What you will do
Filter the entries below, copying every line that contains the string "leaf". Matching is case-sensitive.

Data drawn from a collection
====

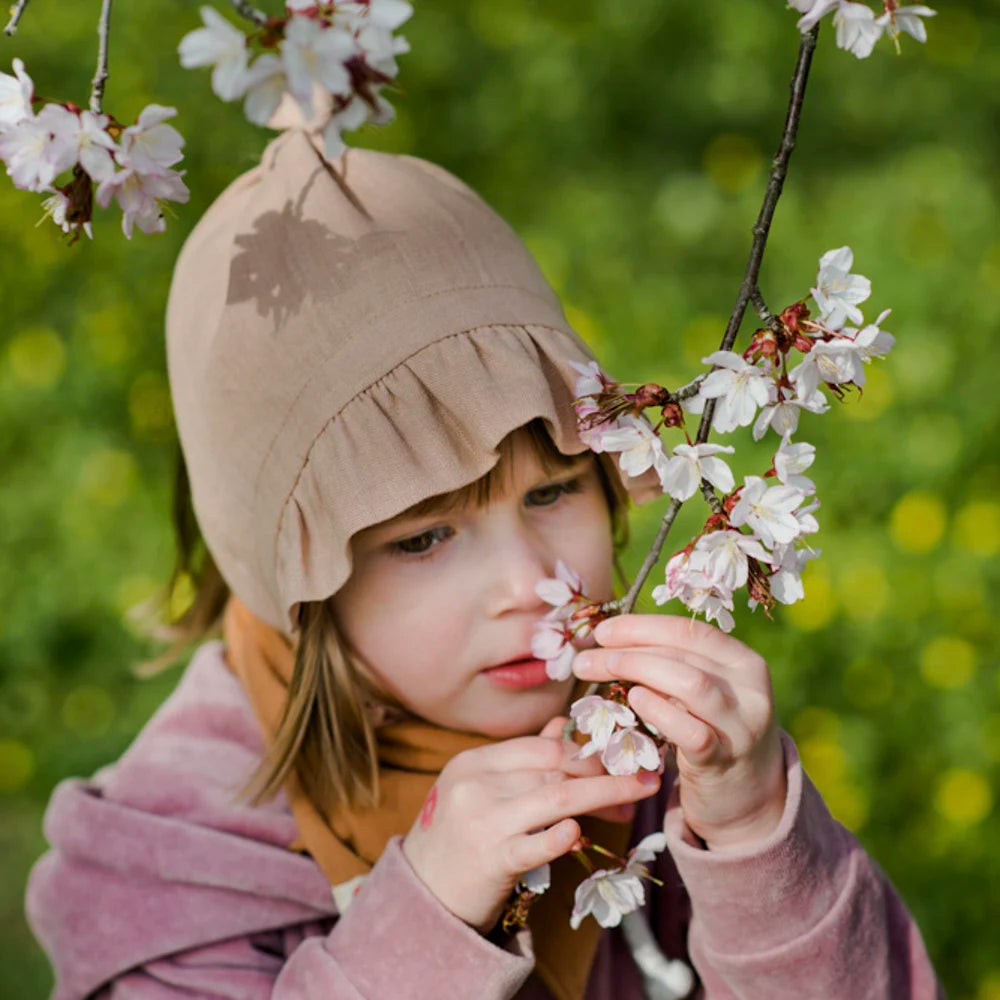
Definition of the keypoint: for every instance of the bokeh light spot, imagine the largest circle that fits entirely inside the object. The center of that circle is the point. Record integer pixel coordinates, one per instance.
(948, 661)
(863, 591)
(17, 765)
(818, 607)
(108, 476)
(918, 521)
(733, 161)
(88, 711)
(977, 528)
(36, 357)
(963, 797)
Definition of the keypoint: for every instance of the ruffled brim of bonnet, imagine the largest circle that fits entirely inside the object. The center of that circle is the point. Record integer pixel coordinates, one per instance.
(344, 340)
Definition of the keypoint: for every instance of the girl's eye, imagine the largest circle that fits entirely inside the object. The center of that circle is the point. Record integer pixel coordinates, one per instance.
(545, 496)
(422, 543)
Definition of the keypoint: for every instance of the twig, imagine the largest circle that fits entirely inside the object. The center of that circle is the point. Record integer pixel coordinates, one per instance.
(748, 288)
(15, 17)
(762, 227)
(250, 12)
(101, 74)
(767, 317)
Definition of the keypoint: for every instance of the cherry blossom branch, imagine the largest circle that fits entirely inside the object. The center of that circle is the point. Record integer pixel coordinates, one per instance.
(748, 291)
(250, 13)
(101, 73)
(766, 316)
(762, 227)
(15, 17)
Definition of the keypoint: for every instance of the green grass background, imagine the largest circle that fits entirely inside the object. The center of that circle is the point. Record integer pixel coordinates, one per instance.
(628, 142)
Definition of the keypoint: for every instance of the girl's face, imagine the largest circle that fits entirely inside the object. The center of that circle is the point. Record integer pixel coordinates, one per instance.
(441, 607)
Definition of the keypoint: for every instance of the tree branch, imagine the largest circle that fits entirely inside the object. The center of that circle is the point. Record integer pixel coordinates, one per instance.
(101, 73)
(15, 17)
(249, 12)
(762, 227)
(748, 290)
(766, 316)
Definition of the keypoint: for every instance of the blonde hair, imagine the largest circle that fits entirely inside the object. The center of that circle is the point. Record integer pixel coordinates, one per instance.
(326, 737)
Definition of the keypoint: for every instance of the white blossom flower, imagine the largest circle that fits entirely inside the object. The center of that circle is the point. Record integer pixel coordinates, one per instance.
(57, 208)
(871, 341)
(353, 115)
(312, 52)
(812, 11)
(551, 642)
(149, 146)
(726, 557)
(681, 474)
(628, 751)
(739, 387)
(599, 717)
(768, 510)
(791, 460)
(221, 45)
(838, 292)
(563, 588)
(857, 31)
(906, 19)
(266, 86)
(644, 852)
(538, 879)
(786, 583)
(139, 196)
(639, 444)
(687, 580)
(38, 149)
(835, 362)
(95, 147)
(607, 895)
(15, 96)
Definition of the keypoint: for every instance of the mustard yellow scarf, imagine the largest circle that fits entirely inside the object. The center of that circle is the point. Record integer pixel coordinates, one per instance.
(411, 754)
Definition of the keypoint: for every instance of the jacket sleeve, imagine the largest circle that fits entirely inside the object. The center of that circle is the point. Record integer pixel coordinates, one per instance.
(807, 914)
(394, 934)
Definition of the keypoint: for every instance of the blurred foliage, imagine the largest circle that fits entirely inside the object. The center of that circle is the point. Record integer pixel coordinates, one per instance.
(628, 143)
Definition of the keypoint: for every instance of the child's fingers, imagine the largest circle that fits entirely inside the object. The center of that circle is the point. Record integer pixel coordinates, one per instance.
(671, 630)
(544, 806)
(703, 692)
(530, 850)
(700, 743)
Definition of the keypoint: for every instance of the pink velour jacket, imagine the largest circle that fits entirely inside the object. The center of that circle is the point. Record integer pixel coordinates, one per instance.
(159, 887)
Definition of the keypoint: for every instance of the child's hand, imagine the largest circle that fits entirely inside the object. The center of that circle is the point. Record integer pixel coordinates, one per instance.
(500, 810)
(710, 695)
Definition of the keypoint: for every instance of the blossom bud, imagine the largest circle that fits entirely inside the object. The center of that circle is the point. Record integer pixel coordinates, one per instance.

====

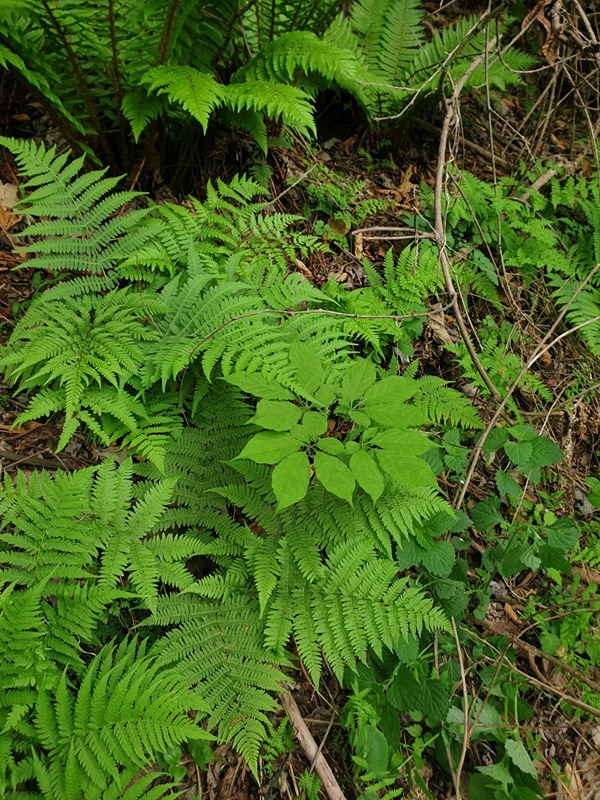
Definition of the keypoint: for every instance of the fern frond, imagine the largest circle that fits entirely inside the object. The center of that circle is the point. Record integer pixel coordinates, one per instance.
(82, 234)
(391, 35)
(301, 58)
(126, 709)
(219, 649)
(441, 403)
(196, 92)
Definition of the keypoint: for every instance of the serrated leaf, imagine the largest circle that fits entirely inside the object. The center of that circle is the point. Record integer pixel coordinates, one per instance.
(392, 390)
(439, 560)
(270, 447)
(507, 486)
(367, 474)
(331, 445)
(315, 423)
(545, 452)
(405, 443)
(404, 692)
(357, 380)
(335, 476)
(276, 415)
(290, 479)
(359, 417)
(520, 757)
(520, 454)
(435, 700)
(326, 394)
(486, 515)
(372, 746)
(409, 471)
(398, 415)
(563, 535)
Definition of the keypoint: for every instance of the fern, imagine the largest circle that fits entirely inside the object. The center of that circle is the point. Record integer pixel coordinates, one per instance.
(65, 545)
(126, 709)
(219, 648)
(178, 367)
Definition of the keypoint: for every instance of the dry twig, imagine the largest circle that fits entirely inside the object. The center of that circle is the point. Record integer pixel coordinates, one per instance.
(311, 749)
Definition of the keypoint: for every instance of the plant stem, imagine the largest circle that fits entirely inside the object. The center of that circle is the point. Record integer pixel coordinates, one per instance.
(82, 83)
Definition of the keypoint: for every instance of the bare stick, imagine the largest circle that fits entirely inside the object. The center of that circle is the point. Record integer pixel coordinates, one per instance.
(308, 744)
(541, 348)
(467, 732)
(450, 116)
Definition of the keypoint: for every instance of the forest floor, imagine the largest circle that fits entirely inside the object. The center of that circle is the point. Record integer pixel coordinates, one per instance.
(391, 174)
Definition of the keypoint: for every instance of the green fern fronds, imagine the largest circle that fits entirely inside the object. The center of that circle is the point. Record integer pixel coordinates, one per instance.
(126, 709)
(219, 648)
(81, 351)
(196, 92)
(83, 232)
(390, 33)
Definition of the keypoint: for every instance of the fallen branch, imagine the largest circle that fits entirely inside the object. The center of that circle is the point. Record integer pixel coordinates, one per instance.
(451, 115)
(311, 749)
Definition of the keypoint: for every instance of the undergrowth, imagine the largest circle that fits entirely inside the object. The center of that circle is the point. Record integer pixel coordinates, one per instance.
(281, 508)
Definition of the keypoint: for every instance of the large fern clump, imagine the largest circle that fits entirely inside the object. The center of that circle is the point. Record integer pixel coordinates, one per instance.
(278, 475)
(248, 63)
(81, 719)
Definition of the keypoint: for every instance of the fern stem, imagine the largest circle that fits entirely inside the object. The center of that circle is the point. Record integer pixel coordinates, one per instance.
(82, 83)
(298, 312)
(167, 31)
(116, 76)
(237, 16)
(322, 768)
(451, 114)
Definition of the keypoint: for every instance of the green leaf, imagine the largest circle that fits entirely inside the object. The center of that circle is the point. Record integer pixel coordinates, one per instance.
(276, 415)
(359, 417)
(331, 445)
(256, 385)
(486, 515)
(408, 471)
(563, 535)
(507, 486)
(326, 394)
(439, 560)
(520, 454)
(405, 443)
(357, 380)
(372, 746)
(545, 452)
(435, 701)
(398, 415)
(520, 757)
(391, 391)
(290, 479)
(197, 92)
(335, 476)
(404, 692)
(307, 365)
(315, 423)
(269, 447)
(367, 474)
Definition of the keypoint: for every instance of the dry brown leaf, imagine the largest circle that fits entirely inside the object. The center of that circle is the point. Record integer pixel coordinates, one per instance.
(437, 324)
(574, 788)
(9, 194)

====

Task solution
Definition of the keypoint: for every instance of the serrated leaf, imagine the largest circle that fits entirely inside the object. The center of that circle is the point. Record integer pixel coordinates, one per instance.
Definition of the keypoint: for every instance of the green leaf, imagine the largest circle that fits entirely inside the object. The center of that circle is the point. Record integer pixel coordinates, one per instance.
Definition of the keypoint: for every instance of the dry brown leaf, imagine the largest circle that fits entirely inside the object. The center of that circle is the point. Record integer pixel coordinates, one per instance.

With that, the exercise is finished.